• [EXERCISE DIRECTIONS]:
What the response needs is every record, repeated verbatim, and no images.
EXTRACTED INFORMATION below:
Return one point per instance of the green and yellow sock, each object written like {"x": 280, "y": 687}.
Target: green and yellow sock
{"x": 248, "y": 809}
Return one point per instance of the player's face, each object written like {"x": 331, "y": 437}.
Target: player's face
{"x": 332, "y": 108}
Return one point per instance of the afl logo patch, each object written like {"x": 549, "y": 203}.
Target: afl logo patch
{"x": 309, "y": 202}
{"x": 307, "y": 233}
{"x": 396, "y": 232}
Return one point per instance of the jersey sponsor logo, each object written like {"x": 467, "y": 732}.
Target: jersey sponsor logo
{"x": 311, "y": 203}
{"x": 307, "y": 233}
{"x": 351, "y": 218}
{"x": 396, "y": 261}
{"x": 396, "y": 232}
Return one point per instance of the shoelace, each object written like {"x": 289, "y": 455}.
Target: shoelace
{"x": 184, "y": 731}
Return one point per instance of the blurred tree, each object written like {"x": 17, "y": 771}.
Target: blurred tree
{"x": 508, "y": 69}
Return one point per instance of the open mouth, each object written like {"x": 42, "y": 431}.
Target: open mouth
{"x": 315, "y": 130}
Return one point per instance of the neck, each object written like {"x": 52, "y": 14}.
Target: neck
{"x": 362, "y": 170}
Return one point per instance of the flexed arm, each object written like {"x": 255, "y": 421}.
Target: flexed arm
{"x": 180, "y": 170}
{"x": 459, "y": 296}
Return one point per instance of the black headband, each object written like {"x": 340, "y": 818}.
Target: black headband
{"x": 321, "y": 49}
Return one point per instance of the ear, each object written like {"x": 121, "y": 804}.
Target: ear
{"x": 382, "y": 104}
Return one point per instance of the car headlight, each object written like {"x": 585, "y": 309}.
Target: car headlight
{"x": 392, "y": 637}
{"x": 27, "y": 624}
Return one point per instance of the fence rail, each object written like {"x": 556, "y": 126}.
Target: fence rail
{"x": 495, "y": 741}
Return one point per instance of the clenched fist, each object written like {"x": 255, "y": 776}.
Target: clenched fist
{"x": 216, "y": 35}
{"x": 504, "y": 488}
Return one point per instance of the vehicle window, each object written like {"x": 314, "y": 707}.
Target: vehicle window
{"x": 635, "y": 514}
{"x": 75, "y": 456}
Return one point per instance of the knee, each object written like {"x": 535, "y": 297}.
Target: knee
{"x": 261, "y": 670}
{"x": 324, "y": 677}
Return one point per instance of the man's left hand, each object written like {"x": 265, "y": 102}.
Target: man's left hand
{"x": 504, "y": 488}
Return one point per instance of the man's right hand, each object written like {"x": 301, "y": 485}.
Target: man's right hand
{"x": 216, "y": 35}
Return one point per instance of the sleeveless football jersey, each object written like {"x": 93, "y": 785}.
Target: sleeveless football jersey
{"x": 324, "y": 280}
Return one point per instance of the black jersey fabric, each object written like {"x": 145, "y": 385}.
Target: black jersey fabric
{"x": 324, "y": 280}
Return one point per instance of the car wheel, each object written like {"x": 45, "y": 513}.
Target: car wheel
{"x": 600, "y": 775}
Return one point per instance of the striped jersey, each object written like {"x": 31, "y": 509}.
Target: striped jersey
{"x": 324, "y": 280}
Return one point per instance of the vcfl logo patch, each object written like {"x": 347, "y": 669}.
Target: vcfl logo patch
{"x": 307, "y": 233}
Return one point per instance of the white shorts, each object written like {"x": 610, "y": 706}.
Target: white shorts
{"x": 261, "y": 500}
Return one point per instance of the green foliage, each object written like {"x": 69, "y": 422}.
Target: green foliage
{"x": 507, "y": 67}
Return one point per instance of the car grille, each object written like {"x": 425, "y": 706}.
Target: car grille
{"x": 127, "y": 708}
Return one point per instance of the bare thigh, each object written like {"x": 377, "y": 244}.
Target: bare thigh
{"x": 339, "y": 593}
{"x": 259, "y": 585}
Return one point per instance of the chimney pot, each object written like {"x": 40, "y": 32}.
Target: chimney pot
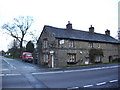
{"x": 91, "y": 29}
{"x": 69, "y": 26}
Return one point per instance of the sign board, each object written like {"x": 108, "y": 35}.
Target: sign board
{"x": 61, "y": 41}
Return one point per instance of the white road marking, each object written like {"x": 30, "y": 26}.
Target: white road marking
{"x": 101, "y": 83}
{"x": 88, "y": 85}
{"x": 4, "y": 69}
{"x": 1, "y": 75}
{"x": 48, "y": 72}
{"x": 72, "y": 88}
{"x": 12, "y": 74}
{"x": 113, "y": 81}
{"x": 10, "y": 64}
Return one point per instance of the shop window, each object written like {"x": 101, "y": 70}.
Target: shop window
{"x": 71, "y": 44}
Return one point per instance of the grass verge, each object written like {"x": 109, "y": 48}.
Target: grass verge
{"x": 88, "y": 64}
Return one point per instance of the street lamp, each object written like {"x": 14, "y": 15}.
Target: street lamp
{"x": 51, "y": 53}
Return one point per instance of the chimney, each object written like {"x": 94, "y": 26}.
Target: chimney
{"x": 107, "y": 32}
{"x": 91, "y": 29}
{"x": 69, "y": 26}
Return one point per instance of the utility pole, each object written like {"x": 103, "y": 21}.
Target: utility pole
{"x": 52, "y": 56}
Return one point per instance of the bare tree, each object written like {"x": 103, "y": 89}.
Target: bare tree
{"x": 18, "y": 28}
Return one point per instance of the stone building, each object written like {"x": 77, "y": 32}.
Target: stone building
{"x": 59, "y": 47}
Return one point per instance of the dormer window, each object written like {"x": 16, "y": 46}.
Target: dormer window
{"x": 71, "y": 44}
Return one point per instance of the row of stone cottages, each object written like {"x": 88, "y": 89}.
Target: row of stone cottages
{"x": 58, "y": 47}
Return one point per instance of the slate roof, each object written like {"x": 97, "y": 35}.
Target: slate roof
{"x": 80, "y": 35}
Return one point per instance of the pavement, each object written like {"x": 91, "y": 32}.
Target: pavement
{"x": 18, "y": 74}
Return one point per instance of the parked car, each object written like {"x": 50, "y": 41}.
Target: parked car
{"x": 27, "y": 56}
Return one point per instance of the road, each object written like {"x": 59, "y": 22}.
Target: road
{"x": 18, "y": 74}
End of EXTRACTED INFORMATION.
• [OUTPUT OF THE EXERCISE]:
Return one point per instance of the green and yellow sock, each object written like {"x": 280, "y": 687}.
Target: green and yellow sock
{"x": 248, "y": 809}
Return one point per instance of the player's face, each object written like {"x": 331, "y": 437}.
Target: player's face
{"x": 332, "y": 108}
Return one point per instance of the afl logo patch, each object written like {"x": 549, "y": 203}.
Target: afl logo patch
{"x": 309, "y": 202}
{"x": 307, "y": 233}
{"x": 396, "y": 232}
Return one point per instance of the jersey sponsor logo, each object written like {"x": 467, "y": 732}.
Target: jersey sponsor logo
{"x": 311, "y": 203}
{"x": 307, "y": 233}
{"x": 351, "y": 218}
{"x": 396, "y": 261}
{"x": 396, "y": 232}
Return one point per instance of the shoelace, each object written like {"x": 289, "y": 455}.
Target: shoelace
{"x": 184, "y": 731}
Return one point per instance of the blurred tree, each object written like {"x": 17, "y": 771}.
Target: blurred tree
{"x": 508, "y": 69}
Return one point per instance of the open mouth, each object written like {"x": 42, "y": 431}.
Target: open mouth
{"x": 315, "y": 130}
Return one point per instance of the neck, each object written like {"x": 52, "y": 14}.
Target: neck
{"x": 362, "y": 170}
Return one point per instance of the flexed arm, each object written like {"x": 255, "y": 421}.
Target: flexed arm
{"x": 180, "y": 170}
{"x": 459, "y": 296}
Return one point per instance of the black headband, each object written like {"x": 340, "y": 818}.
Target: black headband
{"x": 321, "y": 49}
Return one point per instance of the ear, each object written like {"x": 121, "y": 804}.
Target: ear
{"x": 382, "y": 104}
Return one point per instance of the car headlight, each object written like {"x": 585, "y": 309}.
Target: car headlight
{"x": 392, "y": 637}
{"x": 27, "y": 624}
Return one point per instance of the fence rail, each object written like {"x": 556, "y": 126}.
Target: fence rail
{"x": 495, "y": 741}
Return one point per instance of the clenched fist, each object written like {"x": 255, "y": 776}.
Target: clenched fist
{"x": 216, "y": 35}
{"x": 504, "y": 488}
Return one point per instance of the vehicle window, each object written like {"x": 314, "y": 707}.
Target: vehicle window
{"x": 635, "y": 514}
{"x": 75, "y": 456}
Return one point per instance of the knee, each object written like {"x": 535, "y": 297}.
Target: knee
{"x": 261, "y": 670}
{"x": 324, "y": 677}
Return one point per instance of the man's left hand, each object written like {"x": 265, "y": 102}.
Target: man's left hand
{"x": 504, "y": 488}
Return one point per instance of the man's right hand, each object written like {"x": 301, "y": 485}.
Target: man's right hand
{"x": 216, "y": 35}
Return one point per instance of the sleeveless football jersey, each object written like {"x": 93, "y": 785}.
Target: sleeveless football jersey
{"x": 324, "y": 280}
Return one point per instance of the black jersey fabric, each object written like {"x": 145, "y": 385}.
Target: black jersey fabric
{"x": 324, "y": 280}
Return one point per instance of the car wheel, each object written like {"x": 45, "y": 513}.
Target: car wheel
{"x": 600, "y": 775}
Return one point per instance of the striped jersey, each object written like {"x": 31, "y": 509}.
Target: striped jersey
{"x": 324, "y": 280}
Return one point per instance of the vcfl logo patch, each object written like {"x": 347, "y": 669}.
Target: vcfl logo patch
{"x": 307, "y": 233}
Return one point per instance of the white shorts, each object written like {"x": 610, "y": 706}.
Target: white shorts
{"x": 261, "y": 500}
Return one point per instance of the green foliage, each object written like {"x": 69, "y": 422}.
Target: green foliage
{"x": 507, "y": 67}
Return one point per instance of the car grille, each object written like {"x": 425, "y": 706}.
Target: car grille
{"x": 127, "y": 708}
Return one point per instance of the bare thigh, each object written like {"x": 377, "y": 244}.
Target: bare thigh
{"x": 339, "y": 593}
{"x": 259, "y": 585}
Return one point per instance of the chimney pot, each object written like {"x": 40, "y": 32}.
Target: chimney pot
{"x": 91, "y": 29}
{"x": 69, "y": 26}
Return one point per instance of the sign board, each object written like {"x": 108, "y": 35}.
Target: sign board
{"x": 61, "y": 41}
Return one point per instance of the white road marking, each object written like {"x": 30, "y": 26}.
Target: white road marking
{"x": 101, "y": 83}
{"x": 88, "y": 85}
{"x": 4, "y": 69}
{"x": 1, "y": 75}
{"x": 48, "y": 72}
{"x": 72, "y": 88}
{"x": 12, "y": 74}
{"x": 113, "y": 81}
{"x": 10, "y": 64}
Return one point per instance of the shop window, each object written like {"x": 101, "y": 70}.
Target: shop window
{"x": 71, "y": 44}
Return one point per instance of the grass verge, each object written like {"x": 109, "y": 48}.
Target: grass verge
{"x": 88, "y": 64}
Return one point per instance of the street lamp, each object written like {"x": 14, "y": 15}.
Target: street lamp
{"x": 51, "y": 53}
Return one point per instance of the chimney, each object written like {"x": 94, "y": 26}.
Target: chimney
{"x": 107, "y": 32}
{"x": 91, "y": 29}
{"x": 69, "y": 26}
Return one point per instance of the utility pole, each object written like {"x": 103, "y": 21}.
Target: utility pole
{"x": 52, "y": 56}
Return one point per instance of the bare tree, each object written like {"x": 103, "y": 89}.
Target: bare tree
{"x": 18, "y": 28}
Return one point per instance of the stone building, each object written like {"x": 77, "y": 32}.
Target: stone building
{"x": 59, "y": 47}
Return one point per instance of the dormer window, each object written like {"x": 16, "y": 46}.
Target: dormer window
{"x": 71, "y": 44}
Return one point per instance of the row of stone cottages, each object written like {"x": 88, "y": 89}.
Target: row of stone cottages
{"x": 58, "y": 47}
Return one point per instance of the slate roof, each object written like {"x": 97, "y": 35}.
Target: slate roof
{"x": 80, "y": 35}
Return one point per instance of the pavement, each object written like {"x": 91, "y": 32}.
Target: pavement
{"x": 18, "y": 74}
Return one point per instance of the parked car, each object written like {"x": 50, "y": 41}.
Target: parked car
{"x": 27, "y": 56}
Return one point per instance of the road, each object written like {"x": 59, "y": 22}.
Target: road
{"x": 18, "y": 74}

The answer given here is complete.